Tugas Anda =
Tulis ulang bagian teks tentang ajal, mulai dari "Jika demikian untuk" dan terus sampai "kita semakin berkurang.". Ganti kata "kesempatan" dengan "peluang".

Teks Pilihan =

┌────────

Ayat diatas sungguh sangat jelas menerangkan, bahwa kehidupan di dunia ini tidak kekal, dan semua yang bernyawa pasti akan merasakan kematian.
Jika demikian untuk apalagi kita berlama-lama dalam kubangan kemaksiatan, dan untuk apalagi kita menunggu hari esok untuk berbuat amalan soleh. Dan bukankah kita sudah tahu bahwa ajal manusia adalah rahasia Allah SWT semata. Firmannya dalam al-Qur’an menyatakan: Artinya : Tiap-tiap umat memiliki batasan waktu, maka apabila telah datang waktunya mereka tidak akan mengundurkannya barang sesaatpun, dan tidak dapat pula memajukannya. Dengan ayat ini kita dapat memahami bahwa umur kita akan terus berjalan seiring jarum jam berputar, dan kesempatan tidak akan pernah mengiringi putaran jarum jam, dan yang pasti kesempatan itu? tidak akan pernah ada untuk kedua kalinya. Ini berarti umur kita bukannya semakin bertambah, tetapi sebaliknya dari tahun ketahun umur kita semakin berkurang.

└────────

Baris Data =
┌────────

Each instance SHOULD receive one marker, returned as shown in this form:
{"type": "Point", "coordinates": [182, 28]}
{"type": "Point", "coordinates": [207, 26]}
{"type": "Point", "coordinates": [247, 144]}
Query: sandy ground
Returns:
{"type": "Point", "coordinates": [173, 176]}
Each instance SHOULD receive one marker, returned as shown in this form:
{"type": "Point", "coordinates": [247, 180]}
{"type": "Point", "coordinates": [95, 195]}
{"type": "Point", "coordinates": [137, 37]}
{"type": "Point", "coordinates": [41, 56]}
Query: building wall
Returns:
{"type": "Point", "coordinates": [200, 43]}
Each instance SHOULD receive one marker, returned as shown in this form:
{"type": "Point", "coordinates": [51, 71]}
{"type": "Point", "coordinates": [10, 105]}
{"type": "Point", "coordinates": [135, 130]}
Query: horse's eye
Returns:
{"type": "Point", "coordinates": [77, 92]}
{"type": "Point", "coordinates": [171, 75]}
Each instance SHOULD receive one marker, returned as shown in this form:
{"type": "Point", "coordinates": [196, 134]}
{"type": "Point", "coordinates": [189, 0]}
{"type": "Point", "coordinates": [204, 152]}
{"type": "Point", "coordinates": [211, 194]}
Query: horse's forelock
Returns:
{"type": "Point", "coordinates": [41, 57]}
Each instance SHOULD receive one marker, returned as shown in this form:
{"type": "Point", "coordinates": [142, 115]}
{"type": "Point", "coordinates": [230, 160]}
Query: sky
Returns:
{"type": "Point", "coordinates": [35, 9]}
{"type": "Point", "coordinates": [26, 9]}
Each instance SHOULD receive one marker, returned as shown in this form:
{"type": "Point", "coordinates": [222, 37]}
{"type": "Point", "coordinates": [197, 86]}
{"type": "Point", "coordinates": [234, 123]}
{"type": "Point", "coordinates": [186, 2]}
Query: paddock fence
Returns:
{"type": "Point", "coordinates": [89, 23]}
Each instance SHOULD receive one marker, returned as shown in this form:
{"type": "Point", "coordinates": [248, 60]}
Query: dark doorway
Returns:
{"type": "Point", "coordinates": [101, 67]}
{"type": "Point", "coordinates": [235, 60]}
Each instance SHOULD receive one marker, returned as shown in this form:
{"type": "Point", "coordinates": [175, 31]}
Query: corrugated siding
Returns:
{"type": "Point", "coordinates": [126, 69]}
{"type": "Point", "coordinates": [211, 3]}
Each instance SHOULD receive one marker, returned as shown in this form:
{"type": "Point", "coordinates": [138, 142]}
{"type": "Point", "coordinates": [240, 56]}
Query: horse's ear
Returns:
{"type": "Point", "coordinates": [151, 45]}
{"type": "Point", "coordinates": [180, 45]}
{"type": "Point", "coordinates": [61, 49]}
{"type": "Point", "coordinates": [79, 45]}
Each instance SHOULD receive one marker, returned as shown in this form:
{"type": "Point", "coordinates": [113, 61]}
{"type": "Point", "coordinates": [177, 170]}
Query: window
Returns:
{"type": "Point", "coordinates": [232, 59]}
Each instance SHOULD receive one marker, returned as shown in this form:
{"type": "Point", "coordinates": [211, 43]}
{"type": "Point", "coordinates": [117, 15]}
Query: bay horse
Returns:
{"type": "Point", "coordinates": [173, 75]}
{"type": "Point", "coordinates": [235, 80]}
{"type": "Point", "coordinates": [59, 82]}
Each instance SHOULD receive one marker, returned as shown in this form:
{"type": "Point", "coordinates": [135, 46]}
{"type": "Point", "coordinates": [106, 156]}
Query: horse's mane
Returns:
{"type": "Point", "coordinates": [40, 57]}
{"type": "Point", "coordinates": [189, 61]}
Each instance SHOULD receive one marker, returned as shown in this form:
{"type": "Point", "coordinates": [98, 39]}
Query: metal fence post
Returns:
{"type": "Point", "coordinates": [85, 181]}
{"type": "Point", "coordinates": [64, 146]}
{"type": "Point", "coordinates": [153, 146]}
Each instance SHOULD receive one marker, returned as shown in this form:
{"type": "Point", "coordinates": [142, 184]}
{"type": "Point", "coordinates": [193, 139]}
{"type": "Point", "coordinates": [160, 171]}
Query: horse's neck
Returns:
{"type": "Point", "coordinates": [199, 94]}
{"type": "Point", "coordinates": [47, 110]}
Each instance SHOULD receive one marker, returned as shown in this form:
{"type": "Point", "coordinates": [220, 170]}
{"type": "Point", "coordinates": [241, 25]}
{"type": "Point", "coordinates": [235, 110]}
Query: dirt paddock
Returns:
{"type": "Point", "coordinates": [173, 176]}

└────────

Hasil Tugas =
Jika demikian untuk apalagi kita berlama-lama dalam kubangan kemaksiatan, dan untuk apalagi kita menunggu hari esok untuk berbuat amalan soleh. Dan bukankah kita sudah tahu bahwa ajal manusia adalah rahasia Allah SWT semata. Firmannya dalam al-Qur’an menyatakan: Artinya : Tiap-tiap umat memiliki batasan waktu, maka apabila telah datang waktunya mereka tidak akan mengundurkannya barang sesaatpun, dan tidak dapat pula memajukannya. Dengan ayat ini kita dapat memahami bahwa umur kita akan terus berjalan seiring jarum jam berputar, dan peluang tidak akan pernah mengiringi putaran jarum jam, dan yang pasti peluang itu? tidak akan pernah ada untuk kedua kalinya. Ini berarti umur kita bukannya semakin bertambah, tetapi sebaliknya dari tahun ketahun umur kita semakin berkurang.